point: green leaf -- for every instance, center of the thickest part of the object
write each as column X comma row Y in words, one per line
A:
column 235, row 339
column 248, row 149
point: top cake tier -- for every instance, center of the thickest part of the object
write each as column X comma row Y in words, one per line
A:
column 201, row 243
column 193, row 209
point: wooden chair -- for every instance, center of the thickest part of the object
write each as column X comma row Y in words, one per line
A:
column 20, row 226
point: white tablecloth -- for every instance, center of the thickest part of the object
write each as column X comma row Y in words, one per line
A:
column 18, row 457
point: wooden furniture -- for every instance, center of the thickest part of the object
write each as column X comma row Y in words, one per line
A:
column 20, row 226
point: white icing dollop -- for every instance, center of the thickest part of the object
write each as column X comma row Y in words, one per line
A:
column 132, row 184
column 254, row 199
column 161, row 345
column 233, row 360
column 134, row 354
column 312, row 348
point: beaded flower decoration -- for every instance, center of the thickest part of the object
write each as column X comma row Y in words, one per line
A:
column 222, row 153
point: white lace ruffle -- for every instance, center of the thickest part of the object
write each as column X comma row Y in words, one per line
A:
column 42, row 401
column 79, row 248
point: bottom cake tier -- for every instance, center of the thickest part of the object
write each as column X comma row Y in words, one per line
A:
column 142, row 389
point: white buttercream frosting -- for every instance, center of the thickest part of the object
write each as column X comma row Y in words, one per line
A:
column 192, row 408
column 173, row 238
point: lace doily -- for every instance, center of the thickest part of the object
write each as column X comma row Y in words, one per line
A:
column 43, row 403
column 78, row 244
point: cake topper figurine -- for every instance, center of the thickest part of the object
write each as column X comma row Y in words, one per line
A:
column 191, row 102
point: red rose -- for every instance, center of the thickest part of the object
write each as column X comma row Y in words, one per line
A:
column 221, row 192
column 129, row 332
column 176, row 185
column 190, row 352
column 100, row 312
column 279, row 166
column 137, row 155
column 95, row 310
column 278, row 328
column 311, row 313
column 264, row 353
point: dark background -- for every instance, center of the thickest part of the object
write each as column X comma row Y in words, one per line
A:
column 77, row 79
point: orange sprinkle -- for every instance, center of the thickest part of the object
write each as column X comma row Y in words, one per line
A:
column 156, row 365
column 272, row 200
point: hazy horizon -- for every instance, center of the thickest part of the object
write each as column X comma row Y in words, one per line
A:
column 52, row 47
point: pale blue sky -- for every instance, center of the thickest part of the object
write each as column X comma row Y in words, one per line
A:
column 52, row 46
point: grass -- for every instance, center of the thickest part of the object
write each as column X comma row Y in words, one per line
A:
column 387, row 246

•••

▶ WORK ORDER
Within the listing above, count the lines that contain the string "tier". Give only the number.

▶ SOLUTION BELOW
2